**PASSAGE FOR REVIEW**
##########

Johan Lohe (1643–1704) was a Swedish banker.

==Biography==
Johan Lohe was born in Germany but moved to Sweden in 1658. He was included in the business of his paternal uncle, Henrik Lohe (1594 - c. 1666) who had moved to Sweden during the 1620s. He had built a sugar mill in Stockholm and was the owner of many vessels.

Eventually Lohe started his own business with great success. He was one of the richest people in Sweden, and managed a trading company, a shipping business, a sugar refinery and ironworks. However, he became most known for his banking business as a moneylender, by which he acquired an enormous fortune and counted the king of Sweden among his clients; he was ennobled in 1703.

He married Anna Lohe (1654–1731) in 1673, with whom he had eighteen children; she took over his business after his death. She lived with her two unmarried children Adolf Lohe (1683–1759) and Johanna Lohe (1690–1759) on Lilla Nygatan until her death.

##########

**RECORDS SUPPLIED**
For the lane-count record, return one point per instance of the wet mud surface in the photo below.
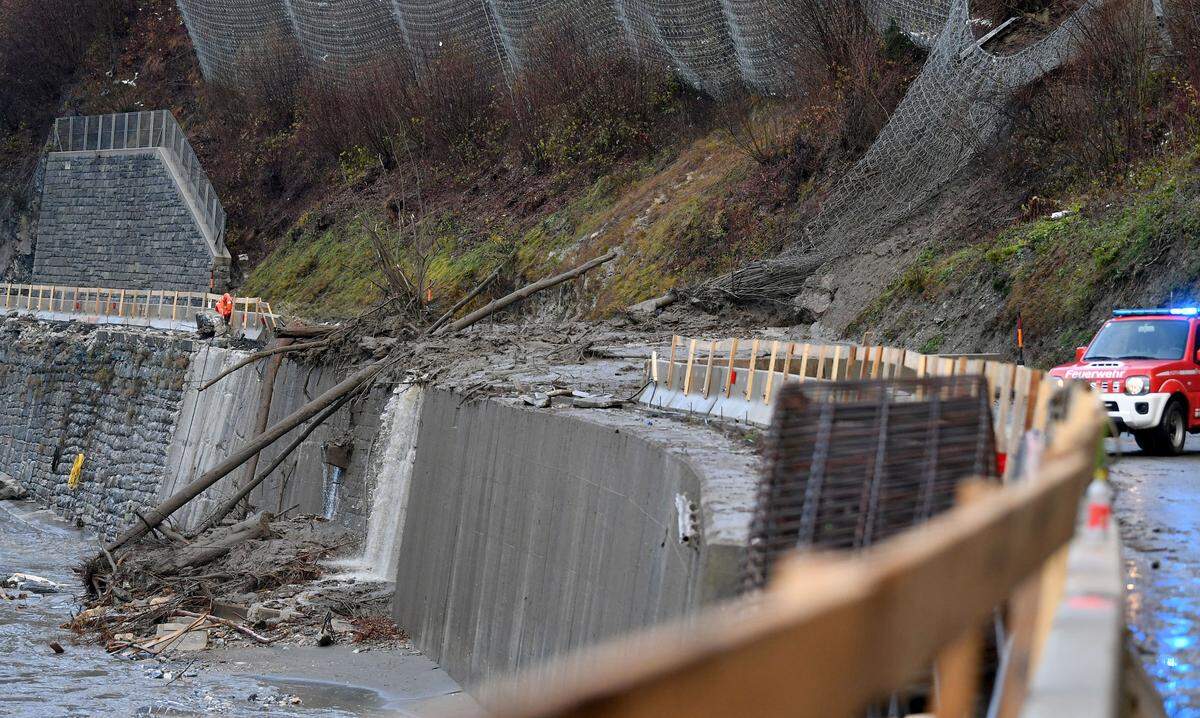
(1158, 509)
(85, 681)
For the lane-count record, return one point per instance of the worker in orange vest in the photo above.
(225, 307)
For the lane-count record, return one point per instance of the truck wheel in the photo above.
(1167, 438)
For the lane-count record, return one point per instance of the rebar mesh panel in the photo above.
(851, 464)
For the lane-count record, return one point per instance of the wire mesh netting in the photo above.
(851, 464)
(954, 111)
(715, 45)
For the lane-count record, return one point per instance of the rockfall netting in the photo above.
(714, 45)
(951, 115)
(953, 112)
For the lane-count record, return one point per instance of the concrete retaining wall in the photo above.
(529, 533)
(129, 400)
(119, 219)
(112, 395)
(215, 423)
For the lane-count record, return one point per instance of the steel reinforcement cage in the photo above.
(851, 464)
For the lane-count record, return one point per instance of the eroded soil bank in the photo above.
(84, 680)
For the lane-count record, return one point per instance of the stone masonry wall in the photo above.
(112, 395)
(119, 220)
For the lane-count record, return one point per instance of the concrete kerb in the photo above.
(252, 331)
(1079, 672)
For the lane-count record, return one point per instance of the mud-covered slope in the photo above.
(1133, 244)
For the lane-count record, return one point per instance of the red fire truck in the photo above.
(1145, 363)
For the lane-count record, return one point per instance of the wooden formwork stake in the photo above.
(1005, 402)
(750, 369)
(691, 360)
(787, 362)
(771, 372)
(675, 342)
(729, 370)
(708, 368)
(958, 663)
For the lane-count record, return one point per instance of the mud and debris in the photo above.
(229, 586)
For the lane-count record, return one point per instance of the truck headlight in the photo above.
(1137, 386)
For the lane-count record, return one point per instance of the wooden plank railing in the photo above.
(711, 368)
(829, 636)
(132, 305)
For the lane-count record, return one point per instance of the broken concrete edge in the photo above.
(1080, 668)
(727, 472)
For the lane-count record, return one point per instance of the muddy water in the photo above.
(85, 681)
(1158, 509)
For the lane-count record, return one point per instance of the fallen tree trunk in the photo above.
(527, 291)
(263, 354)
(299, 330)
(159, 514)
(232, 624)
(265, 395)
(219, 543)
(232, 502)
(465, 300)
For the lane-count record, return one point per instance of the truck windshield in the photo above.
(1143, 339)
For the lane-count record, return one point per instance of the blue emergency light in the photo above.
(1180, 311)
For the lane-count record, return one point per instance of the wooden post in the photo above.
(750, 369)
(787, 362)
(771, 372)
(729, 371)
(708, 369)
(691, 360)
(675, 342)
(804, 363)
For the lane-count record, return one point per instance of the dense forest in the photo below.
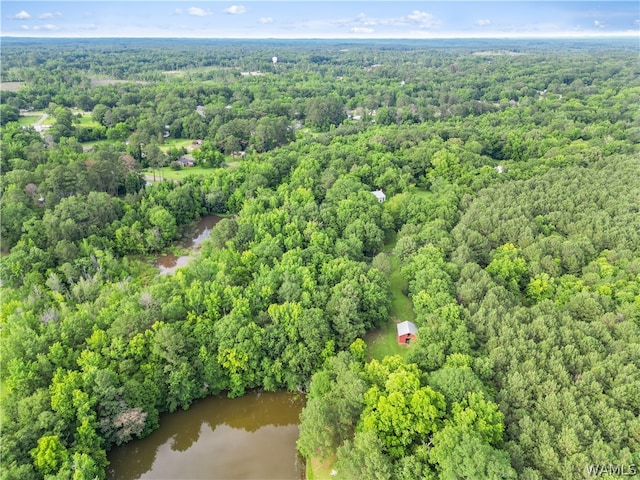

##########

**TASKS TO CARRY OUT**
A. Using the biography of Johan Lohe, explain in one to three sentences how he acquired his enormous fortune.
B. Answer these questions from the biography of Johan Lohe:
(i) In what year did Johan Lohe move to Sweden?
(ii) What did his uncle Henrik Lohe build in Stockholm?
(iii) How many children did Johan Lohe have with Anna Lohe?
C. Continue the biography of Johan Lohe from its last sentence.

**TASK-BY-TASK OUTPUTS**
A. He acquired his enormous fortune through his banking business as a moneylender. This business made him best known and counted the king of Sweden among his clients.

B.
(i) 1658
(ii) A sugar mill
(iii) Eighteen

C.
== Lohe Treasure (Loheskatten)==
It was likely Adolf and Johanna Lohe who hid the great Lohe Treasure (Loheskatten) under the floor of the house during the Dalecarlian rebellion (1743). Excavated in 1937, the treasure consisted of 85 silver pieces and just over 18,000 silver coins dating from the early to mid-17th century. Today, the treasure is exhibited at the Stockholm City Museum and in the Royal Coin Cabinet.

==Fiction==
Johan Lohe and Anna Lohe are both characters in the Catarina-book novel series by Olov Arvid Svedelid (1932-2008), which was published in seven parts between 1986–2004, starting with En Dufva i Stockholm ('A Dove in Stockholm'). In the series, the Lohe's act as the antagonists of the series protagonist heroine, Catarina, an orphan who managed to develop from the abused maid of the Lohe couple to become an independent businesswoman.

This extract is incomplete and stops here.